**Work to be completed**:
List the section headings that name uses of Big Data under "Uses With Financial Services" in the text on Big Data in financial services below.

**Text to read**:
Once the data is being gathered and stored then it is possible to analyze this data for business advantage.

At the most simple level, it is possible to develop reports and outputs that perform simple but rather shallow analysis of the data. For example sales by region, operational errors by product type, revenue lost to fraudulent activities, and so on.

However, if Big Data is combined with Machine Learning then it is possible to generate much deeper and more useful analysis. While this is explained in more detail in Chapter 7, Machine Learning will allow organizations to uncover trends, behaviors, causes of issues, and so on that are not that obvious to the human eye. This will then allow organizations to improve their operating model, improve their risk controls, improve cross-selling, and so on.

Uses With Financial Services

There are many uses that Financial Services are using Big Data for (and the majority of these work in conjunction with Machine Learning).

Real-Time Stock Market Insights

Big Data (again working with Machine Learning) has helped with providing more accurate real-time stock market insights. Previously, it was only possible to analyze stock price, bond price, and exchange rate movements. However now with Big Data, it is possible to gather real-time data on political, micro-economic, macro-economic, and social trends which (using Machine Learning techniques) will provide more insight on how these impact stock price, bond price, and exchange rates. This in turn will allow firms to make better investment decisions.

Fraud Detection and Prevention

Firms are using Big Data to improve their fraud detection and prevention capabilities. Big Data has been used to collate vast amounts of information on customer behavior, market behavior, and environmental issues which will allow firms to predict what causes frauds. This allows firms to improve the processes and controls to either (a) prevent frauds and/or (b) be aware when fraud is taking place so suitable action can be taken.

Improved Risk Analysis

One of the biggest issues that firms are challenged with is managing the increased level of risk caused by their customers, the marketplace, regulation, and the general economy or environment. Big Data can help mitigate risks to a certain extent. Data on customer, market, and environment behaviors and how these contribute to or mitigate risks can be collated which will then allow Machine Learning techniques to be used to see what activities help or hinder risks so firms can change their operations accordingly.

Improved Customer Servicing and Selling

Due to the rise of Customer Self Servicing (see Chapter 6) and other automation then firms have a vast amount of data on customer behavior, their buying patterns, and their demographics. This data can be analyzed to determine what customer servicing improvements are required, what triggers selling decisions, and so on. This will allow firms to make operational improvements, target certain client groups for cross-selling as well as develop new or enhance existing products to make them more appropriate to the marketplace.

Operational Efficiencies

All firms have large, complex, and often disjoined operating models which leads to inefficiencies, errors, costs, poor customer service, and regulatory issues. Therefore, Big Data can be used to gather data on operational activity so firms can understand what is causing these problems so remedial action can be taken.

Financial Analysis

Similar to the section above, firms often have a complex set of costs that are hard to understand in detail. Big Data will allow firms to model their cost profile to try and understand what causes costs, what are fixed costs, what are step costs, what are variable costs, and so on. This understanding then allows firms to make changes to improve their cost profile.

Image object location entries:
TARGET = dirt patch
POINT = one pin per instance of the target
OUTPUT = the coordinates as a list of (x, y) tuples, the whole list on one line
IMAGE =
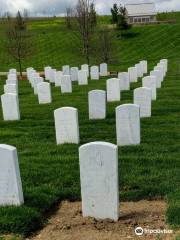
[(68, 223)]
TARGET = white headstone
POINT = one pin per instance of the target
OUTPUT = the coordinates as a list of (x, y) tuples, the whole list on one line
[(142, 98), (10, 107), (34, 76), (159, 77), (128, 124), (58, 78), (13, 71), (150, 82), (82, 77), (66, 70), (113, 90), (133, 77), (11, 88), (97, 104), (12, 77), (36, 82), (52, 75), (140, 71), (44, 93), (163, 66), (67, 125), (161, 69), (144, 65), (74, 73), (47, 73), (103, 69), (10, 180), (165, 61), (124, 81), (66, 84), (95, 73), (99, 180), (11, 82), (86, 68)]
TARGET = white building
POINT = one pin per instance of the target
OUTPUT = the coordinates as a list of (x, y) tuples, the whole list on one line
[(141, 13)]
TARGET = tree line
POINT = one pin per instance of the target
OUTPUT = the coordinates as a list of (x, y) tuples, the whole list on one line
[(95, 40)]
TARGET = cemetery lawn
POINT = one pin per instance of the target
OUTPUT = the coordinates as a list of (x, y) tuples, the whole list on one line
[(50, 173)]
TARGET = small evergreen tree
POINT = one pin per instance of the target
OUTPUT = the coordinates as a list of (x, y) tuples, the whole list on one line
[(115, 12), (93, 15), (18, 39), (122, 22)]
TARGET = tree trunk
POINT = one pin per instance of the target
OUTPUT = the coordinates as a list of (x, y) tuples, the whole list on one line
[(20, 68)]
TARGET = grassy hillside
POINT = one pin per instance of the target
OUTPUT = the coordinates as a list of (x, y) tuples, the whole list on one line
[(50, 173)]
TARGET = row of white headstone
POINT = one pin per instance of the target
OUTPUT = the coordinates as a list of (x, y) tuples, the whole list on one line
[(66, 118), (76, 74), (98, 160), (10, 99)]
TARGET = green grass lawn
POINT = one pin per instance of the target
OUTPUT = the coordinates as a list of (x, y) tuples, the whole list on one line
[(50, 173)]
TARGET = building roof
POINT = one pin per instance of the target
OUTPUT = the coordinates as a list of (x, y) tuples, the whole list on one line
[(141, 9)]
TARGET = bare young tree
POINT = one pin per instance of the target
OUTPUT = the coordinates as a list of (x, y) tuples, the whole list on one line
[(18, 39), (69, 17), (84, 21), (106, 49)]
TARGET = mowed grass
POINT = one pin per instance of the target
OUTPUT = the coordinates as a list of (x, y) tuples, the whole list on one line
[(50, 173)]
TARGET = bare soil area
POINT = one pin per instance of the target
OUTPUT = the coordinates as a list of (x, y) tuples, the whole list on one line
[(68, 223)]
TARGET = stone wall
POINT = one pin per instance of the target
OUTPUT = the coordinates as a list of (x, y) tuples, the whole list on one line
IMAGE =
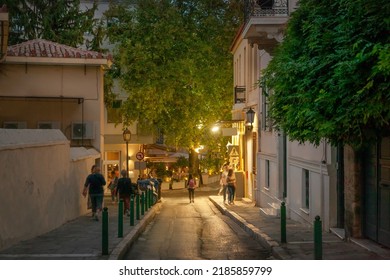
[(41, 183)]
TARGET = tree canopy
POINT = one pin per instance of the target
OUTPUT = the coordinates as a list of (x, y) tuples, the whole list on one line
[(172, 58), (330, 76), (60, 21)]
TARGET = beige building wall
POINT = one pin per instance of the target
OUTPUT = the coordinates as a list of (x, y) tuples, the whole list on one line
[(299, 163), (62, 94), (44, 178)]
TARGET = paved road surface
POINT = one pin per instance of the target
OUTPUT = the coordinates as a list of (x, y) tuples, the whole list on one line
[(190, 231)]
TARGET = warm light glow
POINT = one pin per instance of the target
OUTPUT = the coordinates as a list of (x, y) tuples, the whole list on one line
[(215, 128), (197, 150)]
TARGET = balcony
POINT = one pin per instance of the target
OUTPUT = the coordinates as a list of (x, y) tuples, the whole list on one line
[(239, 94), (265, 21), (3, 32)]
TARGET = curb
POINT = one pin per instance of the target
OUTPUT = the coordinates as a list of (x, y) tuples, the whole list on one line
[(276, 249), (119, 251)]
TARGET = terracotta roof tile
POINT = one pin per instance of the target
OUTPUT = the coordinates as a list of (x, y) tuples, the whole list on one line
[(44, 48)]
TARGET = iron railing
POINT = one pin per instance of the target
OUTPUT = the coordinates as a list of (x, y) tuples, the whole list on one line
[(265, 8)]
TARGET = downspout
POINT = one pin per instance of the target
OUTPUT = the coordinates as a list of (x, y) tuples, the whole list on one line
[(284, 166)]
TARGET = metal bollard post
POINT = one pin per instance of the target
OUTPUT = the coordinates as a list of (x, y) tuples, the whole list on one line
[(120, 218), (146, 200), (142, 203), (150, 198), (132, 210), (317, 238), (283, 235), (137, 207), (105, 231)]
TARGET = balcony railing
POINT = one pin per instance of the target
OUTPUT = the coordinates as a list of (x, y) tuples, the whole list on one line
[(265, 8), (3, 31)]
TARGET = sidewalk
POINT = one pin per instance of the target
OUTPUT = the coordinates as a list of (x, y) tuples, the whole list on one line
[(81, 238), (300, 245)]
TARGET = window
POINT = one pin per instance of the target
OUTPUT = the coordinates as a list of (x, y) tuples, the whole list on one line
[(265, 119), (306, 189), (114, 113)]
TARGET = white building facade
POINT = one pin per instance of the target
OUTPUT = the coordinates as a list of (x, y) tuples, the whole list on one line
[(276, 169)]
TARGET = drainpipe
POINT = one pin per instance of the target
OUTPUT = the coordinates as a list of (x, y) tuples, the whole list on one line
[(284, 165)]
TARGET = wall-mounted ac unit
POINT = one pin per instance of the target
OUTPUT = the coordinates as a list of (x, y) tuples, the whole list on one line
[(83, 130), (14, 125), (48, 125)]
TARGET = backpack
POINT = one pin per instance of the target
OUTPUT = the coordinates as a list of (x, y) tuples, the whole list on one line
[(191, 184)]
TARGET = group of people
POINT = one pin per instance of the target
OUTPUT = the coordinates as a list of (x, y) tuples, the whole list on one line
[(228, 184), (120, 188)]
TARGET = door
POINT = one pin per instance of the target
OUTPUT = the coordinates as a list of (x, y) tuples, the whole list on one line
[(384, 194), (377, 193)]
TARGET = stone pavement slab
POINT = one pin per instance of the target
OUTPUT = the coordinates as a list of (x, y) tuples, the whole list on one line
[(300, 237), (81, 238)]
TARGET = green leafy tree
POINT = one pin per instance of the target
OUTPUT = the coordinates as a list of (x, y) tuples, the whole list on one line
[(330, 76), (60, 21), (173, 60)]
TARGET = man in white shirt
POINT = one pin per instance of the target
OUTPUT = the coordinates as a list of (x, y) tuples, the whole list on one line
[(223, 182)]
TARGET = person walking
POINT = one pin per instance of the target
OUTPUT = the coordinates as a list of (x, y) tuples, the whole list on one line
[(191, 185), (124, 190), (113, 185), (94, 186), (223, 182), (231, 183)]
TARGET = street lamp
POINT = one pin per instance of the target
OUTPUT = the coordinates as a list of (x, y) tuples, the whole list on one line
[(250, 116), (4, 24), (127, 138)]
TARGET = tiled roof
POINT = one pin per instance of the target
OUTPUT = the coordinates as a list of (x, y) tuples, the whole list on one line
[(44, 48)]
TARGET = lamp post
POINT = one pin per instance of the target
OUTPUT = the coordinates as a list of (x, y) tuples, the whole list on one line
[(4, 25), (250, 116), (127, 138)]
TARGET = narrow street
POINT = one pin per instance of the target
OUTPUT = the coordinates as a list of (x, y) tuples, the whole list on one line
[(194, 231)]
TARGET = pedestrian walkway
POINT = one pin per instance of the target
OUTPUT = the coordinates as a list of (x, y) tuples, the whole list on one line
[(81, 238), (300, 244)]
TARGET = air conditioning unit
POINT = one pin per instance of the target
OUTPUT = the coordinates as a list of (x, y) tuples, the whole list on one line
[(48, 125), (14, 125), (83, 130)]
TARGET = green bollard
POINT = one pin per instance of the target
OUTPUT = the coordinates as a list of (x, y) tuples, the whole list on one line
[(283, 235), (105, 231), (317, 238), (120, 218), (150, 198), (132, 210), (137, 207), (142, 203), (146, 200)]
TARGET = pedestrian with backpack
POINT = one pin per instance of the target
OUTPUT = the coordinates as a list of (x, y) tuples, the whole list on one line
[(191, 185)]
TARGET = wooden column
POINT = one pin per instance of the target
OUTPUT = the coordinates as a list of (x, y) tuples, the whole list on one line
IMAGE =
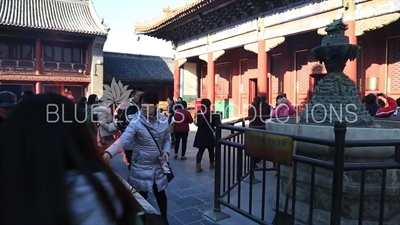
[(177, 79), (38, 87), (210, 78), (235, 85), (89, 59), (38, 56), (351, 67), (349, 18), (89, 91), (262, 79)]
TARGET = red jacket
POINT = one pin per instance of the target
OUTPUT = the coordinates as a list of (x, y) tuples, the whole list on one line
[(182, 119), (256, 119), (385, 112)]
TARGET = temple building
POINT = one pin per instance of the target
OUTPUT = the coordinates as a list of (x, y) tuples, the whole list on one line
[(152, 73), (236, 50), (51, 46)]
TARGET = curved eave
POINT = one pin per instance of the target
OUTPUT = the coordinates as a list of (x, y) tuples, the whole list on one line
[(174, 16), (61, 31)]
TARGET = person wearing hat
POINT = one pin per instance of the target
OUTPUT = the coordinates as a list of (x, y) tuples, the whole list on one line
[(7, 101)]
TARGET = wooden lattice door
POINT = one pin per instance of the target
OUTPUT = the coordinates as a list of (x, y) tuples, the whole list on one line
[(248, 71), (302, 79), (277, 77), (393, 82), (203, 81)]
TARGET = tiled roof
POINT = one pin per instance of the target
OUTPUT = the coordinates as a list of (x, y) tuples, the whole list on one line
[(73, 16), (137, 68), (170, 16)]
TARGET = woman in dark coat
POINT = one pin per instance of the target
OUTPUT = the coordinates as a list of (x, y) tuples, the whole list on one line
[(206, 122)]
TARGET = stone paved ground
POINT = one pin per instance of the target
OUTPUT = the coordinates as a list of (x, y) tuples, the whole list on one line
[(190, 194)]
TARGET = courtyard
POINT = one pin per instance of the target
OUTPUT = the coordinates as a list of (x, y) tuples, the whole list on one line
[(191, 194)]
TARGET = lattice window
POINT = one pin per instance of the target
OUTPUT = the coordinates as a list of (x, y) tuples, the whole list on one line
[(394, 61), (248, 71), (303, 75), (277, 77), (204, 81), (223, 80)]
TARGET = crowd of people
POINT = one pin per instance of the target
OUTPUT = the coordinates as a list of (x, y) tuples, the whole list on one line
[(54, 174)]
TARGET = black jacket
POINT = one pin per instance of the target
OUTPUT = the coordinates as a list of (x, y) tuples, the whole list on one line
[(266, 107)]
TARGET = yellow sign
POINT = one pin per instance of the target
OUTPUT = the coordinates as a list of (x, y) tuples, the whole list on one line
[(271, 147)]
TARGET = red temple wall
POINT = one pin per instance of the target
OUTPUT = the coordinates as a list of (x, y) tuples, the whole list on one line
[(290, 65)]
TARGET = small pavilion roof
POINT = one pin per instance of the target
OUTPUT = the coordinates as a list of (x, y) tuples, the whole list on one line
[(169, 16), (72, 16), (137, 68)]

**Full output**:
- Real-Time Stock Market Insights
- Fraud Detection and Prevention
- Improved Risk Analysis
- Improved Customer Servicing and Selling
- Operational Efficiencies
- Financial Analysis